• **RECORDED INFORMATION**
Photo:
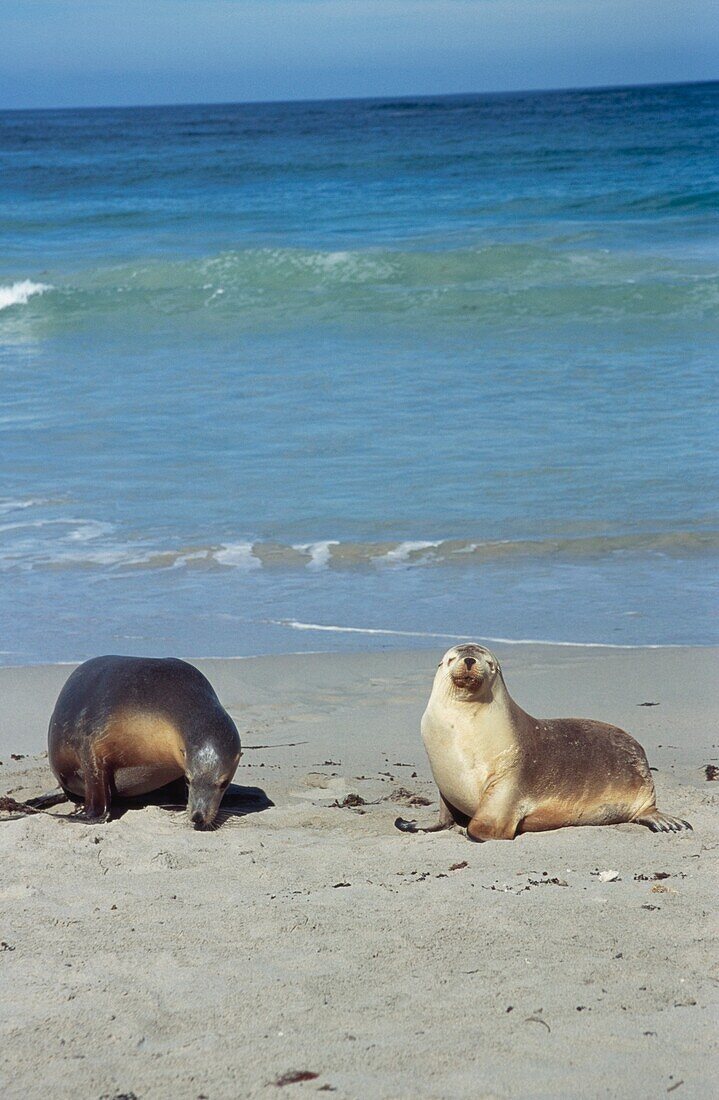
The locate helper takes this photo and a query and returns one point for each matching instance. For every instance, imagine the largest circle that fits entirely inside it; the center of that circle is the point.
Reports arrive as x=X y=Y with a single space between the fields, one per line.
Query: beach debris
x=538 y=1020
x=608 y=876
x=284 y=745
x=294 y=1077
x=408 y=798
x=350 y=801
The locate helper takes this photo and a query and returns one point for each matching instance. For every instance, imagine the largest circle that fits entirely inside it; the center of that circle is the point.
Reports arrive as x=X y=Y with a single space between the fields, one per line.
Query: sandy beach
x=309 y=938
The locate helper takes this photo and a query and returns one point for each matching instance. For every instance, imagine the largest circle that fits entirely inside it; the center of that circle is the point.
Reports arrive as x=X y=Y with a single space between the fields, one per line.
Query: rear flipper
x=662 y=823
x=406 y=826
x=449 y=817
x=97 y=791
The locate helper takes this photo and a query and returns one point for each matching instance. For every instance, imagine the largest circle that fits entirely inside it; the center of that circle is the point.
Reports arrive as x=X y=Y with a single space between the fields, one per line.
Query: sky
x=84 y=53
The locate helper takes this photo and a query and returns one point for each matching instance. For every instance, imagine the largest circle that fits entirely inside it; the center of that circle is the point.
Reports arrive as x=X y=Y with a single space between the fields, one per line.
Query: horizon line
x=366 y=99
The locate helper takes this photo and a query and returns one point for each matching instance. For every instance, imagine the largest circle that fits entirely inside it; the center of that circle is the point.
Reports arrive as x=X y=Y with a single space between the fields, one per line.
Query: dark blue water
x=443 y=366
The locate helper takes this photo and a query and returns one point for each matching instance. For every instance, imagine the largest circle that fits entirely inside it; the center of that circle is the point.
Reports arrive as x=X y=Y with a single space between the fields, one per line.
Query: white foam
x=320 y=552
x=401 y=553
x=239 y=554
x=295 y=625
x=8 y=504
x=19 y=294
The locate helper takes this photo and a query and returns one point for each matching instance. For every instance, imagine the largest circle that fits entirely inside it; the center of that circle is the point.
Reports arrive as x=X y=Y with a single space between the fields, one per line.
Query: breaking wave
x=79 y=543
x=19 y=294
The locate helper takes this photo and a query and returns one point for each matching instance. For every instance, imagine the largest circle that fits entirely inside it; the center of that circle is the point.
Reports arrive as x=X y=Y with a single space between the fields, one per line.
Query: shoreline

• **WORK TO COMPLETE**
Write out every line above again exactly, with the pictures left out.

• **RESULT OF THE TASK**
Photo:
The locate helper takes this photo and a query and returns one point for each matching instance. For every instance, imagine the largest circle that fits entirely inside it; the center of that circle is the point.
Reports arrive as x=X y=Y with a single space between the fields, one per line.
Query: beach debris
x=538 y=1020
x=608 y=876
x=284 y=745
x=294 y=1077
x=408 y=798
x=350 y=801
The locate helper takes this photo and a query and returns one point for each matching instance. For every instance, imagine the largest circle that fits entirely inside it; the center of that circle is the point.
Reports arrive as x=X y=Y with a single space between the fields, one per line.
Query: sandy beach
x=309 y=938
The locate helper takes this photo and a query and returns one point for each matching instance. For every instance, imagine the largest circle that fits entirely inside it; the center of that circle is the point.
Reports arrive as x=X y=Y with a single space between the fields, one per line.
Query: rear flipper
x=662 y=823
x=406 y=826
x=449 y=817
x=97 y=791
The locate helper takes this photo and a query and returns one point for each matching instance. For every instance, imagine the largest circle that fits entirely inside it; the center of that circle is the point.
Reports arrive as x=X y=Y with a single space between the fields, one per line.
Query: sky
x=84 y=53
The locate helper takes this photo and a query and returns one point for each matching instance. For every instance, imagine the largest circle that fits entirely inside it; the center of that circle is the point.
Reports arrive as x=X y=Y with a single space between the fields, one per line.
Query: horizon line
x=366 y=99
The locate helper takes this photo and a query and returns one point for each matching instance. For every instance, imagine the largest circle that fits entirely inside it; the center of that circle is the point.
Reports arrive as x=X y=Y with a single space between the fields, one per line.
Query: dark blue water
x=443 y=366
The locate helper takes this photo and a query and returns one point for each matching instance. For every instance, imagine the largest circle that fits entirely inside it; the center of that circle is the point.
Reports arrive as x=X y=Y with a single space between the fields, one per line.
Query: white foam
x=320 y=552
x=401 y=553
x=239 y=554
x=295 y=625
x=8 y=504
x=19 y=294
The locate helper takes this photo and a query and returns one point for each matching instance. For every instance, imagine the largest circle that fits entirely inside it; the center of that circle is the point.
Reports arrive as x=X y=Y with a single space between the fields, one per line.
Query: breaking wave
x=79 y=543
x=19 y=294
The locate helper takes this photo and a query and returns one point for each matching instance. For every instance, imagine the largest circle that fits entirely inside it; the center of that circle is the point.
Reports arrive as x=X y=Y with a single space between the fields, one per line.
Query: shoreline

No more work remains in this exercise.